- [What is required]:
Search the records for the string "shorts" and copy every line in which it appears.

- [The records]:
----

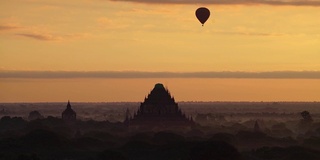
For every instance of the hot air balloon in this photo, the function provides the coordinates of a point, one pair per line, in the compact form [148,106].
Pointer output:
[202,14]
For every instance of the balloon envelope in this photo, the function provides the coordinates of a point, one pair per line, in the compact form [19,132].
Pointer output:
[202,14]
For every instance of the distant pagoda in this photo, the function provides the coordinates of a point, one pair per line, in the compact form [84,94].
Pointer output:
[159,110]
[69,115]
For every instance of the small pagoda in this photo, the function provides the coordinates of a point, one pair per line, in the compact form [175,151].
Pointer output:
[158,111]
[69,115]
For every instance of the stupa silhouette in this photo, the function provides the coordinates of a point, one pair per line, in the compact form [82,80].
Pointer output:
[158,111]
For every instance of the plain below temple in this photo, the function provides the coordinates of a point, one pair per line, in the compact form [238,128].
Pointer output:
[158,111]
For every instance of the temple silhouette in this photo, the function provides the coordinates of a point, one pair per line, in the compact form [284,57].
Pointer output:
[69,115]
[158,111]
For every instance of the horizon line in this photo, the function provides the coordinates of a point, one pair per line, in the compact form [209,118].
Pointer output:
[164,74]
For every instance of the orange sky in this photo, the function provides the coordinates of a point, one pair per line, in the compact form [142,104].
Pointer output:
[96,35]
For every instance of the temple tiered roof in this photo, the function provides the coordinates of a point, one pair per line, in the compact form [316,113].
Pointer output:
[159,110]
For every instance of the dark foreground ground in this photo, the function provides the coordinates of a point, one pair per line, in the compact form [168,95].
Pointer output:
[51,138]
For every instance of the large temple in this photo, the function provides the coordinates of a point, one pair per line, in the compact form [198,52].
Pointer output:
[159,110]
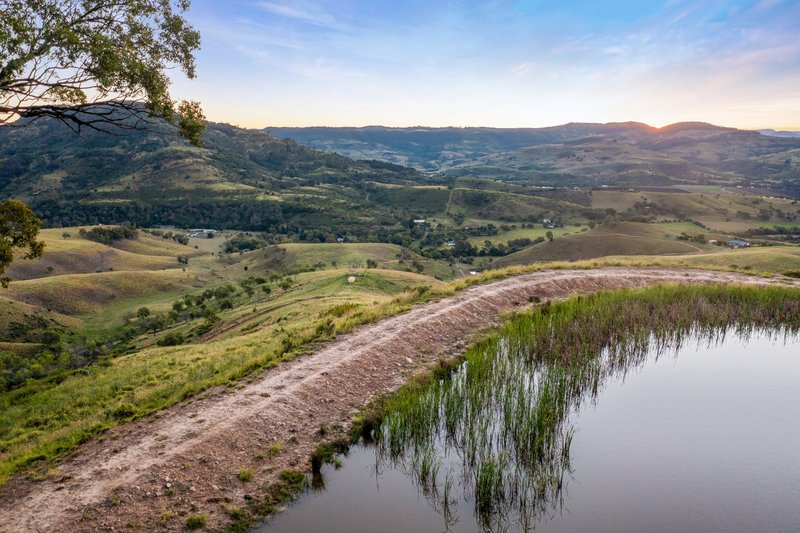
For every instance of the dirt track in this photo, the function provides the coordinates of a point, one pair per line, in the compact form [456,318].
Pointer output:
[186,459]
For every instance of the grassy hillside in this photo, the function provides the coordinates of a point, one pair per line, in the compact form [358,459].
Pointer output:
[240,179]
[595,244]
[67,253]
[628,154]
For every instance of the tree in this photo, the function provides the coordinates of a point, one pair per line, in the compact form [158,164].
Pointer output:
[96,64]
[18,230]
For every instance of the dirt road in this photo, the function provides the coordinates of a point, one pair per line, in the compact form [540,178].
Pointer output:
[151,474]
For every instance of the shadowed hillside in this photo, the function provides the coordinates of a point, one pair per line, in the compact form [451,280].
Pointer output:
[577,154]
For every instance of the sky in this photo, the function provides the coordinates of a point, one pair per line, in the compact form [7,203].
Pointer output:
[498,63]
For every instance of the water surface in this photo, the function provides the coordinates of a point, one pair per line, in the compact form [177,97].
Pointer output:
[699,439]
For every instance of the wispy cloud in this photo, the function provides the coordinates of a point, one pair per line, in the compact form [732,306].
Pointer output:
[302,11]
[523,69]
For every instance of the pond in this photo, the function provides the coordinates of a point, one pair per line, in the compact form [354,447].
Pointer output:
[698,430]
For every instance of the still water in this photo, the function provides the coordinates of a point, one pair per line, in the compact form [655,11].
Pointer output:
[702,438]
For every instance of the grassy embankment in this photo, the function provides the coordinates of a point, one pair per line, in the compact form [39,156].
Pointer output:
[42,421]
[504,411]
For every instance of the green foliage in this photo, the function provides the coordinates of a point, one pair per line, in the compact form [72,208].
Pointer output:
[505,410]
[243,243]
[18,230]
[196,521]
[105,52]
[107,235]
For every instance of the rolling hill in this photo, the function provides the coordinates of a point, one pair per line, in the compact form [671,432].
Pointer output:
[577,154]
[242,179]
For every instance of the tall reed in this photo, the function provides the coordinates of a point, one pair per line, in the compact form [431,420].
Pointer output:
[504,413]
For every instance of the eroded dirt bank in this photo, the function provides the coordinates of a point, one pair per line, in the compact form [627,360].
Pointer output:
[151,474]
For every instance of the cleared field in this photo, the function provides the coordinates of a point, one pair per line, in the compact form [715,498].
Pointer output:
[35,421]
[84,294]
[76,255]
[592,245]
[525,233]
[303,256]
[722,211]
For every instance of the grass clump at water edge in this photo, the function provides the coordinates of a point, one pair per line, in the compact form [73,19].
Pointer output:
[504,412]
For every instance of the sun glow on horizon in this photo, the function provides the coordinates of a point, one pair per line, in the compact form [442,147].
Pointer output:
[504,64]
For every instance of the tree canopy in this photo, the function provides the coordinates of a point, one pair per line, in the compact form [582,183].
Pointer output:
[18,230]
[96,63]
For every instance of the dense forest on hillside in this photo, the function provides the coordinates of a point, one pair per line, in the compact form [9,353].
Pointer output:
[577,154]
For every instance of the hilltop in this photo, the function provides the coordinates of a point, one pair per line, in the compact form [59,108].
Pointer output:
[577,154]
[240,178]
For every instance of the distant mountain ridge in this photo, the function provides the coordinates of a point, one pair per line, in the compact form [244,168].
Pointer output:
[775,133]
[240,178]
[574,153]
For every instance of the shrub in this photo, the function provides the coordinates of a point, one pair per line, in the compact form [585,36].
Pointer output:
[196,521]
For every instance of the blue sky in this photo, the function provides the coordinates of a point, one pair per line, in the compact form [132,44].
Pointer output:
[497,63]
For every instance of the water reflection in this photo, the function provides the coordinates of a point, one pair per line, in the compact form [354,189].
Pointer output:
[490,446]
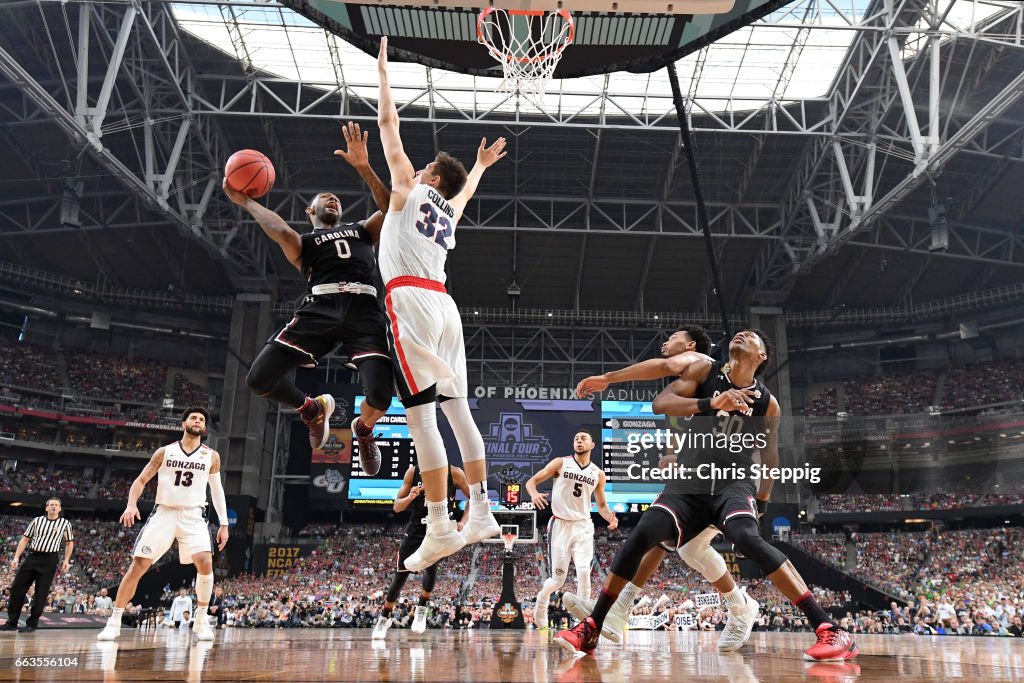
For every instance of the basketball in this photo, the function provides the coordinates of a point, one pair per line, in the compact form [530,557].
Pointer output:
[250,172]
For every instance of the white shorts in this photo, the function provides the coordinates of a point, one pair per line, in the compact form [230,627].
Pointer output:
[426,340]
[164,525]
[570,540]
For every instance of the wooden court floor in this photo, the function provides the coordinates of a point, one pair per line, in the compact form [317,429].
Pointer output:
[477,656]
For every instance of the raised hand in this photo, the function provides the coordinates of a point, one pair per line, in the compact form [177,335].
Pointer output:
[487,157]
[355,143]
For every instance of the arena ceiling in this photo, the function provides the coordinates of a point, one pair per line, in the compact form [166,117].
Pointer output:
[818,183]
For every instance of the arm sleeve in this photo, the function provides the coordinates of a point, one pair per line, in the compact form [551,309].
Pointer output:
[217,496]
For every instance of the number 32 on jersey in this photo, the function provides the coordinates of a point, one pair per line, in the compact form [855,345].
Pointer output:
[433,225]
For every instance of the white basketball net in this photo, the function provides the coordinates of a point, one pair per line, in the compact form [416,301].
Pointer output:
[528,45]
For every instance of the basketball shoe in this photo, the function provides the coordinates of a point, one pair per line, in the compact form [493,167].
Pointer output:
[370,455]
[111,631]
[614,623]
[442,540]
[201,627]
[541,616]
[420,621]
[380,629]
[317,419]
[582,638]
[835,644]
[738,627]
[479,527]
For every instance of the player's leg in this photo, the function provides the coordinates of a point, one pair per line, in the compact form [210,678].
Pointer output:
[559,551]
[657,524]
[268,378]
[422,609]
[834,643]
[365,339]
[481,522]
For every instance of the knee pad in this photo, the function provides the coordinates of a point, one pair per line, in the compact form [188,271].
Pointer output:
[745,537]
[704,559]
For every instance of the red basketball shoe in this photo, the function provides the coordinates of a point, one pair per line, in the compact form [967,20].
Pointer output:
[835,644]
[582,638]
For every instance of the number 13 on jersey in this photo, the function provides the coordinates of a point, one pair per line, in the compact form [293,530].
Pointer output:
[433,225]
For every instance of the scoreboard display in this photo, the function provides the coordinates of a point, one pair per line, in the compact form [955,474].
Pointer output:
[397,455]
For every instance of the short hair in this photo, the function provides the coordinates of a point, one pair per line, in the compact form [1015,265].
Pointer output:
[699,337]
[196,409]
[768,348]
[452,172]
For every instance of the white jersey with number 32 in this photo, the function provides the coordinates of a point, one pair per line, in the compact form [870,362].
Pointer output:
[416,241]
[182,477]
[571,491]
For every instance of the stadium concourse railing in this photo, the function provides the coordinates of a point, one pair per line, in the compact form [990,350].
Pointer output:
[76,290]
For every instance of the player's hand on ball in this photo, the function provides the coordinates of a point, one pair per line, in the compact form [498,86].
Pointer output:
[238,198]
[130,515]
[589,386]
[733,399]
[355,141]
[487,157]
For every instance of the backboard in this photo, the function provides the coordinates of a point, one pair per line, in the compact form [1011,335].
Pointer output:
[443,33]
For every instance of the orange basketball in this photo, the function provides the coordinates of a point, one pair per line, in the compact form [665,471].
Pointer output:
[250,172]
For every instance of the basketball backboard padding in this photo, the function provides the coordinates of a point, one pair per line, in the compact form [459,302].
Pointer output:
[636,6]
[443,34]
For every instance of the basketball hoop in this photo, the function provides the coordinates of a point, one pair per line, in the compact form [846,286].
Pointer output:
[528,45]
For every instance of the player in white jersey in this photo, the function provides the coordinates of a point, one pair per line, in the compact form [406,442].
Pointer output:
[570,531]
[424,327]
[183,470]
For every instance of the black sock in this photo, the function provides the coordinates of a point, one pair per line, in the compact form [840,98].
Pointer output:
[812,610]
[604,603]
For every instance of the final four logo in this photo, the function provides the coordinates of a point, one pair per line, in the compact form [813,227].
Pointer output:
[511,438]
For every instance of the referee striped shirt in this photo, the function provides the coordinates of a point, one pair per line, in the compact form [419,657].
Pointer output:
[48,536]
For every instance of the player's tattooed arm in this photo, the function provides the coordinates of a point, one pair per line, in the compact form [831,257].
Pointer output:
[769,455]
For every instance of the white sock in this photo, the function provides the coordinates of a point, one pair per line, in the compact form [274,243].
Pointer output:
[626,597]
[436,513]
[734,598]
[479,504]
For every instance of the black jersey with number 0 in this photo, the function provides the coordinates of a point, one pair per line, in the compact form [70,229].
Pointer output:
[340,254]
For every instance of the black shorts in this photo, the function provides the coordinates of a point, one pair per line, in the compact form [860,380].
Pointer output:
[323,323]
[692,513]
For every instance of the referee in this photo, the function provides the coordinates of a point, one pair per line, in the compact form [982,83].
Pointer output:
[46,538]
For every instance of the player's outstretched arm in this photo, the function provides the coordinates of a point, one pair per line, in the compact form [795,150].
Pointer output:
[356,155]
[654,369]
[769,455]
[275,227]
[550,470]
[130,515]
[602,504]
[219,501]
[485,158]
[402,173]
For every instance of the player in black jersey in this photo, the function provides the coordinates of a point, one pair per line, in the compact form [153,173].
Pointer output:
[730,397]
[340,307]
[411,497]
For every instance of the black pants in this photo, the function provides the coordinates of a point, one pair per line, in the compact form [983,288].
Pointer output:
[37,568]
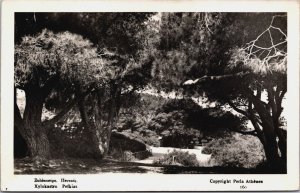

----

- [Solution for this problem]:
For every instance of the white shorts in this photo, the function provides the coordinates of a point, one pair per line, in the compact form [230,627].
For every instance of the black shorts in this photo, the function provides the coordinates of a point, one pair per line, in the compact form [860,380].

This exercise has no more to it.